● Tasks to carry out:
- a) In the discussion of store names like "Kroger's," echo the passage between "My business hasn’t" and "and cleared fine.", inclusive.
- b) Condense the paragraph in the store-name discussion that begins "People who say “Kroger’s” are not asserting" into a shorter version that keeps its main points.
- c) According to the store-name discussion, how did Terry Brooks originally intend Shannara to be pronounced?

● Page:
*-*-*
My business hasn’t accepted checks in years, but when we did we’d get people miswriting the “To” part all the time, going so far as to accidentally write a competitor’s name. They were all deposited as written and cleared fine.
which is often incorrectly and ungrammatically shortened to “Kroger’s”.
Which is the nub of my mild contention vs @oldoaktree.
Stores are properly named whatever it says on the sign. You’re not going to (rightly) call a Home Depot “Home Depot’s” as in “I’m going to Home Depot’s”.
People who say “Kroger’s” are not asserting they’re referring to the store owned by the Kroger Company. Which is the owner’s full name. To do that grammatically correctly they’d have to say “I’m going to the Kroger Company’s store” What they are doing, is wrongly inserting “'s” into the trade name of the store. Which name is “Kroger” with no s.
As always, there is an element of the descriptivist / prescriptivist argument here.
Is it wrong if 5% of the populace does it? If 25%? If 60%?
Is it dialect if 70% of the populace does it on one region and 2% do it in the rest of the country? C.f. “It needs washed.”
I have a couple of tangential comparisons to offer.
The readers of the Shannara novels of Terry Brooks commonly pronounced the eponymous lands with an emphasis thus: sha-NAR-ra. But the author himself intended it for it to be pronounced as: SHAN-a-ra. I saw a video of him doing so as recently as 15 years ago. But he now has bowed to popular pressure, and says it as his fans do.
Here is a sign for a McDonald’s in Australia. The company itself accepted the popular nickname that Aussies apply to their business and officially label some of their stores with it.
Whether or not it’s historically right, if enough people say it a different way even an established trademark can succumb to pressure.
When people say “I am going to Kroger’s” the Kroger “Corporation owned store” is implied.
“I am going to the hardware store”. Which one you ask? “Bob’s” (locally owned hardware store} is implied.
“Bob’s didn’t have the part I need. I am going to Home Depot”
Home depot is a brand name for a big box hardware store and there is no need to imply that the Home Depot Incorporated owns that particular hardware store.
*-*-*
● Extracted entries:
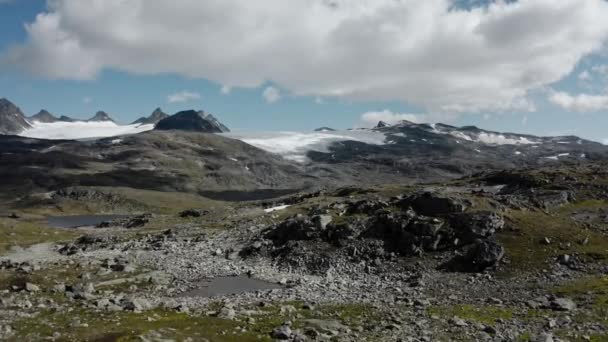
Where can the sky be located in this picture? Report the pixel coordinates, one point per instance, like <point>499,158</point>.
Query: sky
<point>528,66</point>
*-*-*
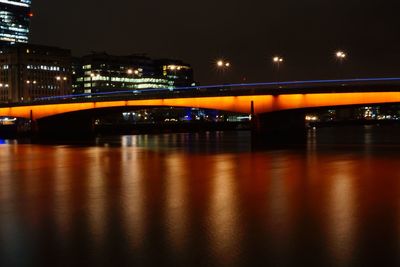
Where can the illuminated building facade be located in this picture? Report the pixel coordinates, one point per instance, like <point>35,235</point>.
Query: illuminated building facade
*-*-*
● Solutions:
- a)
My business hasn’t accepted checks in years, but when we did we’d get people miswriting the “To” part all the time, going so far as to accidentally write a competitor’s name. They were all deposited as written and cleared fine.

- b) People who say "Kroger's" don't mean the store owned by the Kroger Company, the owner's full name. To say that correctly, they'd need "I'm going to the Kroger Company's store." They are instead wrongly adding "'s" to the store's trade name, which is "Kroger" with no s.

- c) SHAN-a-ra.